- [Vorliegender Text]

•••

Die Erde ist im Lauf der letzten 20 Jahre dunkler geworden. Das betrifft vor allem die Nordhalbkugel des Planeten, wie eine Studie zeigt. Hinter dem Trend stecken gleich mehrere Faktoren.
Die Erde reflektiert immer weniger Sonnenlicht

Die Erde ist von 2001 bis 2024 dunkler geworden – sie reflektiert also weniger Sonnenlicht. Und diese Entwicklung ist auf der Nordhalbkugel stärker ausgeprägt als auf der südlichen Hälfte des Planeten, wie ein Forschungsteam im Fachjournal «Proceedings of the National Academy of Sciences» («PNAS») berichtet. Eine solche Ungleichheit zwischen nördlicher und südlicher Hemisphäre, die bisher nicht bekannt war, entdeckte ein Team um Norman Loeb vom Nasa Langley Research Center in Hampton (US-Bundesstaat Virginia) nach Analysen von Satellitendaten.

•••

- [Vorliegende Einträge]
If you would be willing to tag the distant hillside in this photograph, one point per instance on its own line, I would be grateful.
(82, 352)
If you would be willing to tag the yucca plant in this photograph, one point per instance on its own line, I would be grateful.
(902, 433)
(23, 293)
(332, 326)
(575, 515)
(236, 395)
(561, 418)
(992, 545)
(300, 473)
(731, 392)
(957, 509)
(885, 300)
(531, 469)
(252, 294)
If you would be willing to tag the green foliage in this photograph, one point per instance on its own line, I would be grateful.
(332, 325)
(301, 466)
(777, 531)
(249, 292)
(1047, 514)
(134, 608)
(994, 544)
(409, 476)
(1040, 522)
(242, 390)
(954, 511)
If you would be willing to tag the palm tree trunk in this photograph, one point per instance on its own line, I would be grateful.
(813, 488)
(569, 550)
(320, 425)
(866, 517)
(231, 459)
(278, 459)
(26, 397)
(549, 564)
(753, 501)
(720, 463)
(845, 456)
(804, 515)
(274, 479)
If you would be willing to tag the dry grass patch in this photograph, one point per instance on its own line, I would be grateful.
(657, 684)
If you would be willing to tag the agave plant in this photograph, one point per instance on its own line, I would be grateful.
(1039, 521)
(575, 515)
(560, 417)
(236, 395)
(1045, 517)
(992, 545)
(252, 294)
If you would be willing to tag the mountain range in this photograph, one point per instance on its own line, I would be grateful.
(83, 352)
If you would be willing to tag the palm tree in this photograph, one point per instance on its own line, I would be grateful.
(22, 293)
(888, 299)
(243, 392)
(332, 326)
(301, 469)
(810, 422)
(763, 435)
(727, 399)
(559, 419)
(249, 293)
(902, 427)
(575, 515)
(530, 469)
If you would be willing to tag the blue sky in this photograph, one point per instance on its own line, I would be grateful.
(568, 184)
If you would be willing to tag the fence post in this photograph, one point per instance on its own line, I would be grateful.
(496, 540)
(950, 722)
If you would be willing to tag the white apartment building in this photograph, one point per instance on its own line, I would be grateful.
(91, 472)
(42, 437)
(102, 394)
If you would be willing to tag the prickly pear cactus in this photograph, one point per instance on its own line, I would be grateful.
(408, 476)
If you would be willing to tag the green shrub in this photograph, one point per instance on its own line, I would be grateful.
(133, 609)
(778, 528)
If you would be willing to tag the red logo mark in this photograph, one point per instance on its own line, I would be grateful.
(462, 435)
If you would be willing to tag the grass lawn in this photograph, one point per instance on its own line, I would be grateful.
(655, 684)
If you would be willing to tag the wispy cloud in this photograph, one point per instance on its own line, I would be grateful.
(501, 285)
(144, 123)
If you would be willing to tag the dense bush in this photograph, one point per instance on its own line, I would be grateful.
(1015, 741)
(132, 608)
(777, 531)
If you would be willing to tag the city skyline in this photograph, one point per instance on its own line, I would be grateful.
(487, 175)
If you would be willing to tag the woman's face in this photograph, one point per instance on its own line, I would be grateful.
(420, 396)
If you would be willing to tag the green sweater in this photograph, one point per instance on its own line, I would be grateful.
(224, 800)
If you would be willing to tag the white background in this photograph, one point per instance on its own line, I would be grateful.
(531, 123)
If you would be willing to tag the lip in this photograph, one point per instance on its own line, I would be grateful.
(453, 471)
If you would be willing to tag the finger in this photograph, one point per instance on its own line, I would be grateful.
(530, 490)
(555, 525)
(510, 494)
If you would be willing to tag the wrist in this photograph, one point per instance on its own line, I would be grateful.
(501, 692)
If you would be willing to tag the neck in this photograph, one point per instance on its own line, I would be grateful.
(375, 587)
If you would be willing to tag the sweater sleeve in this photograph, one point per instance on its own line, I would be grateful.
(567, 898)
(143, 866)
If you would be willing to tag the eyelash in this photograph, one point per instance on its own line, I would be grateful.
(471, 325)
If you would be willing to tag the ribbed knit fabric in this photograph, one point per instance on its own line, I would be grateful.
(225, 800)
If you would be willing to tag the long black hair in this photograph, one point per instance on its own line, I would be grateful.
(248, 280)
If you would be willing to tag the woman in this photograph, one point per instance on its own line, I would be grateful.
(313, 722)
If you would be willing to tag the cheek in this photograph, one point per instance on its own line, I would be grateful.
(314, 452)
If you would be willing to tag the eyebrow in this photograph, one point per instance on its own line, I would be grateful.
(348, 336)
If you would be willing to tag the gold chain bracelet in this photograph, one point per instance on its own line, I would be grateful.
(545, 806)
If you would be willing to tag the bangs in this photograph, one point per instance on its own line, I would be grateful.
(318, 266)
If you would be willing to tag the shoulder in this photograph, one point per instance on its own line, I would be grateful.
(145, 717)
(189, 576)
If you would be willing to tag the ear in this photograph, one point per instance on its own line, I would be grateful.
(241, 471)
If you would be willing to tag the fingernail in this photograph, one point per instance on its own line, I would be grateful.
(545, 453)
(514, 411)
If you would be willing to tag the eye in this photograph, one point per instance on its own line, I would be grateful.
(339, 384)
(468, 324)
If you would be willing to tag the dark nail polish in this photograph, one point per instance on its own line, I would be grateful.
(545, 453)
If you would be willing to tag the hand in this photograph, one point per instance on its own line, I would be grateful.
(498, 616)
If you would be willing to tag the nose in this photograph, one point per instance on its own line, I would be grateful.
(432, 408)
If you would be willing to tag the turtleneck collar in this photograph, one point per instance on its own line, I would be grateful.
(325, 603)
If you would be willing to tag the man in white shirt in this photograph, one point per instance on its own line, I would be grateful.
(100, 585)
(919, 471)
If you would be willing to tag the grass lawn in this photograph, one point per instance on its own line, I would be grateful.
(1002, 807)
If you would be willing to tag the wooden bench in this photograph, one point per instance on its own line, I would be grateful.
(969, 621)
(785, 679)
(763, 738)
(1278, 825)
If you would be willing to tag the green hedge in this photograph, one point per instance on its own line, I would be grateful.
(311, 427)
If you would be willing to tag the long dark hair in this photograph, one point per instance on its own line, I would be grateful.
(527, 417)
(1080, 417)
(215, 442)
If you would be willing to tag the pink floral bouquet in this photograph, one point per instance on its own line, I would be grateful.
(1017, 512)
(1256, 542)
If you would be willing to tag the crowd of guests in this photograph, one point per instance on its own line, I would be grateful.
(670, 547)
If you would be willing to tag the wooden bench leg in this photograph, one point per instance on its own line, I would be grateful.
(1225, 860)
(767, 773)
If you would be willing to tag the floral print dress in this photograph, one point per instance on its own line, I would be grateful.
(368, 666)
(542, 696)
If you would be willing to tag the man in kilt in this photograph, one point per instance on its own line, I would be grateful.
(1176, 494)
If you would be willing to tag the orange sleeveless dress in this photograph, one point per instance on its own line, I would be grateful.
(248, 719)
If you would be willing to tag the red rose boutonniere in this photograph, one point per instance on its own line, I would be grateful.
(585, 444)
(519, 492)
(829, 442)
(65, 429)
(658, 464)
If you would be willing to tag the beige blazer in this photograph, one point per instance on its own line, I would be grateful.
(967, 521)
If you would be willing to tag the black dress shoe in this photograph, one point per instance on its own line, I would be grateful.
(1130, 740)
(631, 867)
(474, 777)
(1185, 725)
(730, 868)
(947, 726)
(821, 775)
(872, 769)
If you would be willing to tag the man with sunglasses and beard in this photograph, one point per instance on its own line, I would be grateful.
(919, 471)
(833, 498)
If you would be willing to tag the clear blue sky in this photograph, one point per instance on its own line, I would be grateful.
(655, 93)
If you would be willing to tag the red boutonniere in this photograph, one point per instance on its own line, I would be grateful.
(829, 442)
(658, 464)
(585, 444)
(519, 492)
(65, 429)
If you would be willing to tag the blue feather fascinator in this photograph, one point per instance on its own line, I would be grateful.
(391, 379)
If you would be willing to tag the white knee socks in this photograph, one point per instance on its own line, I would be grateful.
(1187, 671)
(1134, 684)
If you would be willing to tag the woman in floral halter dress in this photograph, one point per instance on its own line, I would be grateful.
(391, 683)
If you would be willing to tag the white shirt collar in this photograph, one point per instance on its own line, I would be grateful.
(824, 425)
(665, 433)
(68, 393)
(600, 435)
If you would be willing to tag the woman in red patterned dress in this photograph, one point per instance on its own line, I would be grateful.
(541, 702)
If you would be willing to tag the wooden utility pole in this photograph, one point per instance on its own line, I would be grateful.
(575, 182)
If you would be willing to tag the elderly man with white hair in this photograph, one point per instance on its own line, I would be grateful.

•••

- [Anweisungen]
**a.** Beantworte anhand des Textes über die dunkler werdende Erde diese Fragen:
(i) Über welchen Zeitraum ist die Erde laut Text dunkler geworden?
(ii) In welchem Fachjournal berichtet das Forschungsteam?
(iii) Wer leitete das Team, und an welcher Einrichtung arbeitet er?
**b.** Setze den Text über die dunkler werdende Erde nach seinem letzten Satz fort.

- [Antworten je Aufgabe]
**a.**
(i) Von 2001 bis 2024.
(ii) In den «Proceedings of the National Academy of Sciences» («PNAS»).
(iii) Norman Loeb, Nasa Langley Research Center in Hampton (US-Bundesstaat Virginia).

**b.**
Im Allgemeinen gewinnt die Südhalbkugel im Durchschnitt Strahlungsenergie an der Obergrenze der Atmosphäre hinzu, während es auf der Nordhalbkugel einen Nettoverlust gibt, schreibt die Gruppe. Frühere Studien haben jedoch gezeigt, dass dieses Ungleichgewicht in der Bilanz durch atmosphärische und ozeanische Zirkulationen ausgeglichen wird, die Energie über den Äquator von der Süd- zur Nordhalbkugel transportieren.
Rückgang der Oberflächenalbedo auf der Nordhalbkugel
Die aktuelle Studie zeigt, dass die atmosphärischen und ozeanischen Zirkulationen in den letzten beiden Jahrzehnten die Unterschiede nicht vollständig ausgeglichen haben. Bei einer durchschnittlichen Energieaufnahme durch die Sonneneinstrahlung von 240 bis 243 Watt pro Quadratmeter beträgt das Auseinanderdriften 0,34 Watt pro Quadratmeter und Jahrzehnt, was zwar nicht viel ist. Dennoch ist dieser Wert statistisch signifikant, so das Team.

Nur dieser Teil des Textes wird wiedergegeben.